SOURCE DATA
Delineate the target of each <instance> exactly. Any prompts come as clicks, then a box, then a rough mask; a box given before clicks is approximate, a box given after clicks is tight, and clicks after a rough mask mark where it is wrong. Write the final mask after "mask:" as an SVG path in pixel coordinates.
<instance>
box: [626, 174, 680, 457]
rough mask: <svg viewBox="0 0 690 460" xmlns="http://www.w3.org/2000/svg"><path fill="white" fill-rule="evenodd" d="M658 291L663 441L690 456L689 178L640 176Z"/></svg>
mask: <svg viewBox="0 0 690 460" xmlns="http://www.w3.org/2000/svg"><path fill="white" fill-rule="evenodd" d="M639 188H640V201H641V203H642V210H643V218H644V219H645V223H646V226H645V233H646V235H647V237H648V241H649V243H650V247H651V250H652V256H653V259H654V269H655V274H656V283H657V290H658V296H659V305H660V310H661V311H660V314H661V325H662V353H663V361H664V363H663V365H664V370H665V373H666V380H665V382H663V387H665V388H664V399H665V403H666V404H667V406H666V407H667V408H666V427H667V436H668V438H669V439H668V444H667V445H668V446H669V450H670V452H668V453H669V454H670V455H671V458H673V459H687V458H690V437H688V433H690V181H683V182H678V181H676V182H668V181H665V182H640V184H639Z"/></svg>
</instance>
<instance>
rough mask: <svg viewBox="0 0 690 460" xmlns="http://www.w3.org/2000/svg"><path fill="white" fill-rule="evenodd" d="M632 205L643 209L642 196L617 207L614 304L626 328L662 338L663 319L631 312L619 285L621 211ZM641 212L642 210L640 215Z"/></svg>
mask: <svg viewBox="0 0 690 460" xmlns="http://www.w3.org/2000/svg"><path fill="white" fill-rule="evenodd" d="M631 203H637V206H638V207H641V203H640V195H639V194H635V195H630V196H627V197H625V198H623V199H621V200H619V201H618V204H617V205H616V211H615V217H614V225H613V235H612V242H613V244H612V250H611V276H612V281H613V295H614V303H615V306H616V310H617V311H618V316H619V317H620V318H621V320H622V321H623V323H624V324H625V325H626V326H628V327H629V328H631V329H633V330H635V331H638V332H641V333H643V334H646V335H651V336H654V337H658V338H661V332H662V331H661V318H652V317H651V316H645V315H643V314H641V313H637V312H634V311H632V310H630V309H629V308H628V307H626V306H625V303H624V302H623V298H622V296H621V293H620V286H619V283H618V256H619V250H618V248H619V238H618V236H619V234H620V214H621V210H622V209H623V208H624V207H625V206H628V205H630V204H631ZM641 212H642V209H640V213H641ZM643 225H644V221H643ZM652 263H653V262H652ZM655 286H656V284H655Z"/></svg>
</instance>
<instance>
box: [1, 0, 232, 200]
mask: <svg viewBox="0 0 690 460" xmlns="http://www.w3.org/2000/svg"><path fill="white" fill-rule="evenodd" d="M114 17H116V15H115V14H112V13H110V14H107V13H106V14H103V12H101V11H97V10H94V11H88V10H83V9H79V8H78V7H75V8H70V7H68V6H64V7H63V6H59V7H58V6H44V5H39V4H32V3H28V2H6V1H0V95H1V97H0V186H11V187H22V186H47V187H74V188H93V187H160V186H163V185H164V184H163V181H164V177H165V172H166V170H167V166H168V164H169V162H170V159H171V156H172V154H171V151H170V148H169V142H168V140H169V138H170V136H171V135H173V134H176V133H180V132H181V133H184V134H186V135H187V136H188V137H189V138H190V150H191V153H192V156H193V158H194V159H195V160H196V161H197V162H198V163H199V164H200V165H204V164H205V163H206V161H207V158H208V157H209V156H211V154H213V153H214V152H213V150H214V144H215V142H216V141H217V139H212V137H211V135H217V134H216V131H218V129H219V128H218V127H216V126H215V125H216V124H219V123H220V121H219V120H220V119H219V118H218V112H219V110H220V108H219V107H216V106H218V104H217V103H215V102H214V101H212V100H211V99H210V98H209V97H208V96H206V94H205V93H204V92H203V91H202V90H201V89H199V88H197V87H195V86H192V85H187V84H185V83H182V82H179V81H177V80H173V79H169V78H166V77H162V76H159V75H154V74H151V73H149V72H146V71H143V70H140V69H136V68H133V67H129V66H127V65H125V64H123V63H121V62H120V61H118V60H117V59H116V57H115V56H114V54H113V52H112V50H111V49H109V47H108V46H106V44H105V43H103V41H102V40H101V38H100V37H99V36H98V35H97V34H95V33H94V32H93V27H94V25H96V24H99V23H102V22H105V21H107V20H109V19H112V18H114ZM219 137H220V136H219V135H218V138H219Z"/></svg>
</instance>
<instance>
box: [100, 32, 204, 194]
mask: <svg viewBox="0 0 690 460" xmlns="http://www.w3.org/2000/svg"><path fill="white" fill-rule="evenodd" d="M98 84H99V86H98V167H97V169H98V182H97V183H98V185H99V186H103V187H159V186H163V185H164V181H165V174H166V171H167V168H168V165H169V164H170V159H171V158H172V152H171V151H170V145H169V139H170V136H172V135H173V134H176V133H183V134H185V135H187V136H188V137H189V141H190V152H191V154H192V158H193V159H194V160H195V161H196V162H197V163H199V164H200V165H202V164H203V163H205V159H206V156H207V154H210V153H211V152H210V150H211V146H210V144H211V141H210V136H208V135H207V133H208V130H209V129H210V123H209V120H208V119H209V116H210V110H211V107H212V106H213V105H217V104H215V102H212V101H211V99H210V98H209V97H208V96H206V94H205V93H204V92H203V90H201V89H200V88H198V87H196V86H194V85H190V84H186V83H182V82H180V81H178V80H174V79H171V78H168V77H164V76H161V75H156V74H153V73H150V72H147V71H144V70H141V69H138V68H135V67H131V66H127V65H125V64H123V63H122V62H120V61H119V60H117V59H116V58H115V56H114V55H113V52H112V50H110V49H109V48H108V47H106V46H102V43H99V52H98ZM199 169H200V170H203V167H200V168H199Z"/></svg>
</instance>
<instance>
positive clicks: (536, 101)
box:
--
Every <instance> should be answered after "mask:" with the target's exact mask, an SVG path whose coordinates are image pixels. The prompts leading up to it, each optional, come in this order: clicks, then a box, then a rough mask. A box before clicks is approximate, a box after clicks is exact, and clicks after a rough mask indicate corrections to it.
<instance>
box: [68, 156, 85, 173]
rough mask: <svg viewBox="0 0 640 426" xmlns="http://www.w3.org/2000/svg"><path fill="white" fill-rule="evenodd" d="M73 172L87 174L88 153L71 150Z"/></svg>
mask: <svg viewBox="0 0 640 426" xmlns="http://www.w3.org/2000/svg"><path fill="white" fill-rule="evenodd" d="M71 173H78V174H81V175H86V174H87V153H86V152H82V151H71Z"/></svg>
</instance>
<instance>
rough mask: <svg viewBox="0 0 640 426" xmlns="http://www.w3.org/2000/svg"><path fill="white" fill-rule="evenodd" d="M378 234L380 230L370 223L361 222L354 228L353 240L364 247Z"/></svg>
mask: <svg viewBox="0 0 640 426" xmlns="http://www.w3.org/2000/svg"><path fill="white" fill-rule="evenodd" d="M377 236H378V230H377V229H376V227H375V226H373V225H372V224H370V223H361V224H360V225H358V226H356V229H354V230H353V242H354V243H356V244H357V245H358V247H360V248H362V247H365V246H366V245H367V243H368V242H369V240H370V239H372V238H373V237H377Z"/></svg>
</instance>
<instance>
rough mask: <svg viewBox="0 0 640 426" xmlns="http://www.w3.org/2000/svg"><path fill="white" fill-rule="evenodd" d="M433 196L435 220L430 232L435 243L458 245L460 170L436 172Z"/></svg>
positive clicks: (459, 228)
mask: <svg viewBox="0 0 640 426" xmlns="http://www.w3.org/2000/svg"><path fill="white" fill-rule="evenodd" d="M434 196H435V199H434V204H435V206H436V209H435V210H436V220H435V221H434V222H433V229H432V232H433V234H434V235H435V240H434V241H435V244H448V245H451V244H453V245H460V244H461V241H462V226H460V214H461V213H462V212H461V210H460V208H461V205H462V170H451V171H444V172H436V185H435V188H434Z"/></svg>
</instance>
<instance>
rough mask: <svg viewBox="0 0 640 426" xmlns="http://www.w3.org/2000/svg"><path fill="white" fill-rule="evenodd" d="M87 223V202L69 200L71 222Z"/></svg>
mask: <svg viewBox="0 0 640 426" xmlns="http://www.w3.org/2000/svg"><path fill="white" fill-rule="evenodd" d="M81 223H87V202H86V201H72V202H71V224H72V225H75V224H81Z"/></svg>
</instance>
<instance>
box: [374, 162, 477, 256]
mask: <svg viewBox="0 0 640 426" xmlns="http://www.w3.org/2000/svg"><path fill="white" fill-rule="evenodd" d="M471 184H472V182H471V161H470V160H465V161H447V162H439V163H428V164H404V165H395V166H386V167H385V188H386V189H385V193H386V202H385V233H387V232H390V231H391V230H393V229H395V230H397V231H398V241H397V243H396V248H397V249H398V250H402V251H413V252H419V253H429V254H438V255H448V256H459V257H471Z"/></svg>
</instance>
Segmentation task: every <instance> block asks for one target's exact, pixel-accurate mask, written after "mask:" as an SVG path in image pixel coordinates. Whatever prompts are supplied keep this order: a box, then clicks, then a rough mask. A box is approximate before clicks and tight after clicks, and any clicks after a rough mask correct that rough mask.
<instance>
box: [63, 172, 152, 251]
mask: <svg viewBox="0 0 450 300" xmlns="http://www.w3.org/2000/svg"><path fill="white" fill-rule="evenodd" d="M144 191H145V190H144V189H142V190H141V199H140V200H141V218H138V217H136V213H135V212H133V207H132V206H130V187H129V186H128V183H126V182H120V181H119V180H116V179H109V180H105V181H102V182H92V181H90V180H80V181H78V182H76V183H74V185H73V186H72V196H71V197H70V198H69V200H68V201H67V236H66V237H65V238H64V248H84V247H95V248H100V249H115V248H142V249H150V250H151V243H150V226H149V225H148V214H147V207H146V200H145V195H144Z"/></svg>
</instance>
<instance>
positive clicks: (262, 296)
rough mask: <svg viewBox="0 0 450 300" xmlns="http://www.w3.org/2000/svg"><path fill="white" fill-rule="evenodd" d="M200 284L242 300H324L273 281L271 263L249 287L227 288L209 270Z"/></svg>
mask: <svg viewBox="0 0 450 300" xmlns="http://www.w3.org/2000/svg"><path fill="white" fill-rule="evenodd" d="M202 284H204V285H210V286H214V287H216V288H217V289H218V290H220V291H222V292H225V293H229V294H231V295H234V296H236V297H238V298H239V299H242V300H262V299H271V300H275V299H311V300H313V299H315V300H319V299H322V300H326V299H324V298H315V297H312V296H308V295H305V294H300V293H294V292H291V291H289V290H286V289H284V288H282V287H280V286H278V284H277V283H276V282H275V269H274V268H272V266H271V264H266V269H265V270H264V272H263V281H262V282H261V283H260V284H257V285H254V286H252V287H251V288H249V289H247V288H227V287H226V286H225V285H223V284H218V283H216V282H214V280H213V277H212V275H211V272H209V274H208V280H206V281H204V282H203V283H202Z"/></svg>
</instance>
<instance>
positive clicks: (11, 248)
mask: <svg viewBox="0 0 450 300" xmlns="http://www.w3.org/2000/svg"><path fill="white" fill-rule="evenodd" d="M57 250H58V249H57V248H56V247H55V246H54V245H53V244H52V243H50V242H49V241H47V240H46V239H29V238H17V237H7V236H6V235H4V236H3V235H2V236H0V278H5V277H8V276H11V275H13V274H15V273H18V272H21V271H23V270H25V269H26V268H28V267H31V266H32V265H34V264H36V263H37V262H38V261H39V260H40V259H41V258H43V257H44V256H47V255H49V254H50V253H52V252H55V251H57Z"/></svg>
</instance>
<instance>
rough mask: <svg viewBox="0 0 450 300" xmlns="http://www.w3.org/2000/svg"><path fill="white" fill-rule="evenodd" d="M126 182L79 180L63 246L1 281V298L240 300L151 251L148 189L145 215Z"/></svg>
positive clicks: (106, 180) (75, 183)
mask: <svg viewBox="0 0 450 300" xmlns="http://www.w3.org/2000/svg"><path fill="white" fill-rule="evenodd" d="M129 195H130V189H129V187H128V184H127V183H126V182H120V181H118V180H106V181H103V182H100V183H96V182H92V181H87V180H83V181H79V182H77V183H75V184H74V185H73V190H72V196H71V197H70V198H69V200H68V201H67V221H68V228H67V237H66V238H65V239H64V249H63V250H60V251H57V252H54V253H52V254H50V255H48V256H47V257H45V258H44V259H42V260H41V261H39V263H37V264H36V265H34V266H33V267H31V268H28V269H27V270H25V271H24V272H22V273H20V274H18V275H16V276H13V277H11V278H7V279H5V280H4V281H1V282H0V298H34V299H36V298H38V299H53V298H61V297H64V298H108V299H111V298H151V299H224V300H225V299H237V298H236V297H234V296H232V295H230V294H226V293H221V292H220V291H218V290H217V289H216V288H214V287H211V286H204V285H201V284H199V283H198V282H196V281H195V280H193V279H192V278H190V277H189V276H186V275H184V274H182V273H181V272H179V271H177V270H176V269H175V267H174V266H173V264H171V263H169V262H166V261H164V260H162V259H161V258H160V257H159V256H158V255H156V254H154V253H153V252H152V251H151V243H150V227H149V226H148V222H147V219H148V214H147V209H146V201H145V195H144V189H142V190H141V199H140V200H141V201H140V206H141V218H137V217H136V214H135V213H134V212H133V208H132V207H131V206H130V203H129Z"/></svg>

WORK REQUIRED
Which lines contain "come"? Copy each of them from the listing.

ANSWER FOR THE TASK
Delineate the target of each <instance> exactly. Any prompts come as clicks, then a box, then a rough mask; a box given before clicks is approximate, a box given after clicks is tight, and clicks after a rough mask mark where it is wrong. Write the final mask after "mask:" as an SVG path in pixel coordinates.
Every <instance> should be answered after "mask:" with the target's exact mask, an SVG path whose coordinates are image pixels. The prompts leading up to it, each optional, come in this order: clicks, then a box, then a rough mask. A box before clicks is approximate, a box after clicks is exact, and clicks after a rough mask indicate corrections to it.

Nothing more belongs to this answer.